* **Extrait du document**
= = = =
Actualités

Tout Rencontres pro Doctorants Projets pour jeunes Fête de la science Études Formations Interventions extérieures Plaidoyer Outils mutualisés Vie de l'association Médias-Presse Expositions Autres

Témoignage de Camille de Visscher : « Pour moi, inclure c’est d’abord savoir qui on exclut »

Camille De Visscher est responsable de la médiation scientifique au sein des ‘Sciences infusent’ programme de médiation scientifique de l’Université de Lille, rattaché à la direction de la valorisation de la recherche (59). Dans le cadre de sa participation à la formation-action « Sciences pour Toutes et Tous » (SPTT) coordonnée par Ombelliscience, Camille De Visscher a été interviewée par Ombelliscience le 28 novembre au sujet de son cheminement vers plus d’inclusion dans sa pratique professionnelle.

Marie Lemay pour Ombelliscience : Pouvez-vous présenter votre structure en quelques mots et expliquer en quoi elle a un lien avec la culture scientifique ?

Camille De Visscher : notre matière première ce sont les résultats de recherche de l’Université de Lille, produits par les personnels de recherche, au sein des 64 unités que compte l’université, toutes disciplines confondues. La mission des Sciences infusent est de rendre accessible ces résultats pour que la société puisse se les approprier et ainsi mieux comprendre le monde dans lequel nous vivons.

ML : C’est quoi pour vous l’inclusion en général ?

CDV : Il y a vraiment eu un avant et un après Sciences pour toutes et tous (SPTT). Avant la formation SPTT,

« Nous faisions des choix très larges de publics pour les différents outils de médiation que nous développions : scolaire, familial… Nous nous pensions ouvertes à tous. Nous ne nous étions jamais posé la question de savoir qui nous touchions vraiment, et surtout qui nous ne touchions pas.Et aujourd’hui, pour moi, inclure c’est d’abord savoir qui on exclut. »

Et ce n’est qu’une fois que nous avons cette donnée, que nous pouvons entamer un travail de longue haleine pour être inclusif dans nos actions, en travaillant en profondeur ces actions avec les publics que l’on souhaite toucher. L’inclusion c’est donc une démarche globale qui réunit l’accessibilité physique, l’accessibilité des contenus, l’écoute des publics, le fait de travailler vraiment avec eux, l’adaptation de nos actions et de nos pratiques… Je pense que c’est lorsque tous ces ingrédients sont réunis que l’alchimie peut se faire et qu’une vraie rencontre peut avoir lieu.
= = = =
* **Consigne A**
Selon l'entretien, à quelle date Camille De Visscher a-t-elle été interviewée par Ombelliscience ?
* **Consigne B**
Énumérez l'ensemble des composantes de la démarche globale d'inclusion mentionnées dans l'entretien.
* **Consigne C**
Prolongez l'entretien avec Camille De Visscher au-delà de sa dernière réponse.
Ces entrées sont sans rapport avec l'entretien.

Entrées provenant d'une source de données
= = = =
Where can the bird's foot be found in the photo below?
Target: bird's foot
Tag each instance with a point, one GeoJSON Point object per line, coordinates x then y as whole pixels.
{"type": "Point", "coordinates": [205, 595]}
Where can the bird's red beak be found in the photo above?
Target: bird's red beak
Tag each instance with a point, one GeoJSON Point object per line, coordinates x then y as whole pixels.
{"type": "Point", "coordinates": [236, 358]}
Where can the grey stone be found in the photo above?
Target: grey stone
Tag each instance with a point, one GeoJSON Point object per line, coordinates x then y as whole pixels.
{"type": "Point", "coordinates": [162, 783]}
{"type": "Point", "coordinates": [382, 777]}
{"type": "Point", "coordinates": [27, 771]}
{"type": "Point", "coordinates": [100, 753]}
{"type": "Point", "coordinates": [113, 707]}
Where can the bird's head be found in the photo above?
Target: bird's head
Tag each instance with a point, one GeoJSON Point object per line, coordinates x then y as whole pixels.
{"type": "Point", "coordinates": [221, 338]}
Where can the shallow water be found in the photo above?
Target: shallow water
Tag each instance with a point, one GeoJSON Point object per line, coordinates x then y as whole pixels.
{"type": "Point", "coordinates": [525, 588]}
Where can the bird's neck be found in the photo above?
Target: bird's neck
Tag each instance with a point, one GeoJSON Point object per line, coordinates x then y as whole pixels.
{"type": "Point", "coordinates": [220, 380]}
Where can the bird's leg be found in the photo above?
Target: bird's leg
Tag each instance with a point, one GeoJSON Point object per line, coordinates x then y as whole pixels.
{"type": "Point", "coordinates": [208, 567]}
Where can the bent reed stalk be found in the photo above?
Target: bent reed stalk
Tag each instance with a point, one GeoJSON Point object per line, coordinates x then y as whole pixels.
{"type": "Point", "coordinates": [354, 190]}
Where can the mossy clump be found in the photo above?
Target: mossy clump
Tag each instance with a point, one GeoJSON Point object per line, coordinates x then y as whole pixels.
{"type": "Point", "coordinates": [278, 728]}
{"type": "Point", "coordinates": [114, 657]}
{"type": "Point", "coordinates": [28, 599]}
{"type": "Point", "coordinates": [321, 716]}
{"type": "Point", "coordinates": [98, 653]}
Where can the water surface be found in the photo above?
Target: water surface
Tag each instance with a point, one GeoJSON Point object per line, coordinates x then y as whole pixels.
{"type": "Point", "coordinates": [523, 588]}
= = = =
* **Réponse attendue A**
Le 28 novembre.

* **Réponse attendue B**
- l'accessibilité physique
- l'accessibilité des contenus
- l'écoute des publics
- le fait de travailler vraiment avec les publics
- l'adaptation des actions et des pratiques

* **Réponse attendue C**
ML : Selon vous, les sciences sont-elles naturellement inclusives ? Pourquoi ?

CDV : Pour moi, toutes les sciences sont inclusives, mais la manière que l’on a de les aborder ou de les faire aborder, elle, ne l’est pas. C’est donc à nous de développer les outils nécessaires et de nous adapter pour que cette transmission soit inclusive. Dans le cas des Sciences Infusent, on a un frein supplémentaire : on est au sein d’une université et cela ajoute de la distance car c’est un lieu perçu par beaucoup de personnes comme inaccessible, sauf aux sachants. Donc notre mission est à la fois de rendre les sciences accessibles, mais également de transmettre le message que l’université elle-même est un lieu ouvert à toutes et à tous.

ML : Au sein de votre structure, quel a été ou quel serait le 1er pas concret pour être dans une démarche plus inclusive ?

CDV : Avant SPTT on avait déjà une sensibilité sur cette question d’inclusion. Dans les illustrations de nos supports on faisait attention à l’égalité de genre, on avait fait un livret FALC (Facile À Lire et à Comprendre), etc. Mais c’était des actions disparates et décorrélées les unes des autres. Il n’y avait pas une vraie prise de conscience globale. C’est arrivé avec SPTT. Et la première action qu’on a faite a été l’étude de nos publics (des tous publics et des personnels de recherche). On voulait savoir qui on touchait et qui on ne touchait pas. Le résultat a été sans appel : on avait une grande marge de progression ! Durant les 3 ans de SPTT on a déjà fait évoluer nos pratiques. Et aujourd’hui je souhaite qu’on passe à la vitesse supérieure et j’ai donc déposé une demande de financement pour le projet Médiation Inclusive et Sciences Accessibles (MISA). L’objectif est de faire de l’inclusion un projet structurant des Sciences Infusent avec des financements, des moyens et des temps humains dédiés. On fera également évoluer dans ce sens le prochain appel à manifestation d’intérêt des Sciences infusent à destination des personnels de recherche de l’université. MISA sera l’un des deux projets qui structurera nos recherches de mécènes et prendra la forme d’expérimentations inclusives sur 2026. Par exemple, sur l’exposition « les visages de la dépression », nous ferons un livret FALC et créerons des visites pour les publics spécifiques. Pour la Fête de la science, nous développerons notamment des visites d’ateliers en langue des signes. Cela permettra de voir ce qui fonctionne et ce qu’il faut faire évoluer, tout en commençant à créer un réseau des publics.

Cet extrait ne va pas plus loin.